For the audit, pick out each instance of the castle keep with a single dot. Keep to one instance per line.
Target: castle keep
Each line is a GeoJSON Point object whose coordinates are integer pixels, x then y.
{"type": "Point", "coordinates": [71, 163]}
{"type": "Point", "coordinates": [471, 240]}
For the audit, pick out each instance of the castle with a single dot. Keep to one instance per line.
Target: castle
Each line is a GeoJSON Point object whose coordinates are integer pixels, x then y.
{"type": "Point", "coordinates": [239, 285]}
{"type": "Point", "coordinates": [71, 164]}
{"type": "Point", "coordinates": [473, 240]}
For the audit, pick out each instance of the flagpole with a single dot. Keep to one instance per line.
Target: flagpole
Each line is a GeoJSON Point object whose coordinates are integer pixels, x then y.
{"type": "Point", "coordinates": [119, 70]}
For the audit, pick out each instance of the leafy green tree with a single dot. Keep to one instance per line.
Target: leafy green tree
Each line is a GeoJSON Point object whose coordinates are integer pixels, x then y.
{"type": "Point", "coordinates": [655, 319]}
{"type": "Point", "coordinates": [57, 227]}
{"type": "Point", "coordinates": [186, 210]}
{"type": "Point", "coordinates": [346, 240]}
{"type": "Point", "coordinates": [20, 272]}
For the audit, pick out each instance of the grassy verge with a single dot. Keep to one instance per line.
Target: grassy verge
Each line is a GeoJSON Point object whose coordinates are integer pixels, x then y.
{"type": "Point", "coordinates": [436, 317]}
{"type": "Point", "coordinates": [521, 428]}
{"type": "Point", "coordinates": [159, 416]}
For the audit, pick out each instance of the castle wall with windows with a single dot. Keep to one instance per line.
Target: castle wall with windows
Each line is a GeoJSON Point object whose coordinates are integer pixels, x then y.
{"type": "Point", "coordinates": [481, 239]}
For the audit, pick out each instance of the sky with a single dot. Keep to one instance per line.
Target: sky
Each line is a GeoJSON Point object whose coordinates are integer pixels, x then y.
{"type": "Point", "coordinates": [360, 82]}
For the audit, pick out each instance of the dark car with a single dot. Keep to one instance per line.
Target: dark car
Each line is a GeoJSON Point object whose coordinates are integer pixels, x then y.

⁂

Assignment
Take every line above that includes the string "audit" and return it.

Task response
For the audit, pick out each instance of the castle keep with a single dot. Keep to one instance per line.
For the audit, pick out each instance of the castle with a single dot. Keep to one instance per line.
For the audit, pick out each instance of the flagpole with a single dot. Keep to one instance per line.
For the audit, pick out each instance of the leafy green tree with a single dot. Keep to one instance per line.
For the audit, pick out each instance of the grassy verge with a single dot. Keep to one instance per line.
For the audit, pick out each instance of the castle wall with windows with a single dot. Keep to one instance per line.
For the audit, pick out each instance of the sky with a single dot. Keep to one instance per line.
For the audit, pick out each instance of the dark car with a single dot. Keep to one instance per line.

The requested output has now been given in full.